Kurze Aufgabe 1:
Beantworten Sie anhand des Textes die folgenden drei Fragen.
(a) Seit wie vielen Jahren lebt der Angeklagte im Landkreis Neustadt/WN?
(b) Bis zu welchem Jahr hatte er einen libanesischen Pass?
(c) Über wie viele Tagessätze lautete der Strafbefehl des Amtsgerichts Weiden?

Text:

"Wie lange wollen Sie noch ohne Reisepass in Deutschland leben?", fragt Richter Hubert Windisch. Der Libanese (53) antwortet: "Es geht auch ohne." Seit 23 Jahren lebt er im Landkreis Neustadt/WN. Vor Gericht braucht er einen Arabisch-Dolmetscher. Er beharrt darauf, seinen abgelaufenen libanesischen Pass verloren zu haben. Einen neuen Reisepass stellt ihm die libanesische Botschaft in Berlin nicht aus, solange er keine Geburtsurkunde oder andere Personaldokumente vorlegt. Und ohne Pass - keine Abschiebung.
Die Story vom verlorenen Pass nimmt dem Angeklagten bei der Verhandlung am Amtsgericht Weiden keiner ab. 1999 ist er eingereist, bis 2020 hatte er einen libanesischen Pass, der jährlich von der Auslandsvertretung seines Heimatlandes verlängert wurde. Dann ging das Dokument "verloren", just in dem Moment, als dem 53-Jährigen sein Bleiberecht entzogen wurde. Die Pflicht zur Mitwirkung bei der Passbeschaffung erfüllt er nach Ansicht der Ausländerbehörde nicht. Das Amtsgericht Weiden erließ einen Strafbefehl über 120 Tagessätze, gegen den der berufslose Mann Einspruch einlegte - daher die Verhandlung. Das Delikt: unerlaubter Aufenthalt.

Übungsdaten:
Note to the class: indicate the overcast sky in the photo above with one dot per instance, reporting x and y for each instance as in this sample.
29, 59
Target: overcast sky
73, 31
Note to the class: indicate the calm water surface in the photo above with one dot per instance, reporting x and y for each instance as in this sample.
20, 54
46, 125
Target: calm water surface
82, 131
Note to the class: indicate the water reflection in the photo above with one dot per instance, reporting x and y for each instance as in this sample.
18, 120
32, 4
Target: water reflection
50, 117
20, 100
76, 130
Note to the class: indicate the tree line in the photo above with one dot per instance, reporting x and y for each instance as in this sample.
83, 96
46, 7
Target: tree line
--
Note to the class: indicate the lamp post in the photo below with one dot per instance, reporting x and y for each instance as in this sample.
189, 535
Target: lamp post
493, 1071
---
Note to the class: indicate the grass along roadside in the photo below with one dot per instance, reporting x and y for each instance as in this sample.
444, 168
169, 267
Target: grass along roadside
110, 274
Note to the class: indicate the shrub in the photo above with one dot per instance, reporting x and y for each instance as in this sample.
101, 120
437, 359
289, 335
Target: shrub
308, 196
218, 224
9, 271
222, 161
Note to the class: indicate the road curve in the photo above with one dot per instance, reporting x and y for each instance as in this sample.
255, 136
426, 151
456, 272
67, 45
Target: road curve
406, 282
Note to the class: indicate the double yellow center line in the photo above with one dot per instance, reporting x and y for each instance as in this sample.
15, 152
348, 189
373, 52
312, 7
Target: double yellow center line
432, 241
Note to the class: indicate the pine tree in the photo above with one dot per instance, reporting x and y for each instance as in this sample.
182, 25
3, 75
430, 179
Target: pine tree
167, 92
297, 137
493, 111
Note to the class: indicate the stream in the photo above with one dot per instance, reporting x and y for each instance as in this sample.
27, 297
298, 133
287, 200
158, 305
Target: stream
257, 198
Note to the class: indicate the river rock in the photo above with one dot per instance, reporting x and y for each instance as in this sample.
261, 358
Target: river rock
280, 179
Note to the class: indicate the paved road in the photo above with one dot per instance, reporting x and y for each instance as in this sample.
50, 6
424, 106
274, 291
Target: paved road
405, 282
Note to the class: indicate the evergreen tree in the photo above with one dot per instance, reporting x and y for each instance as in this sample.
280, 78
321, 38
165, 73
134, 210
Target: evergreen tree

Kurze Aufgabe 2: Stellen Sie die Zeilen der Datensätze als JSON-Liste von Zeichenketten dar, mit einem Eintrag je Zeile und ohne Leerzeilen. Beginnen Sie bei der Zeile, die „Note to the class: indicate the river“ enthält, und hören Sie nach der Zeile auf, die „Target: evergreen tree“ enthält.

Vollständige Lösung 1:
(a) Seit 23 Jahren.
(b) Bis 2020.
(c) Über 120 Tagessätze.

Vollständige Lösung 2:
[
  "Note to the class: indicate the river rock in the photo above with one dot per instance, reporting x and y for each instance as in this sample.",
  "261, 358",
  "Target: river rock",
  "280, 179",
  "Note to the class: indicate the paved road in the photo above with one dot per instance, reporting x and y for each instance as in this sample.",
  "50, 6",
  "424, 106",
  "274, 291",
  "Target: paved road",
  "405, 282",
  "Note to the class: indicate the evergreen tree in the photo above with one dot per instance, reporting x and y for each instance as in this sample.",
  "280, 78",
  "321, 38",
  "165, 73",
  "134, 210",
  "Target: evergreen tree"
]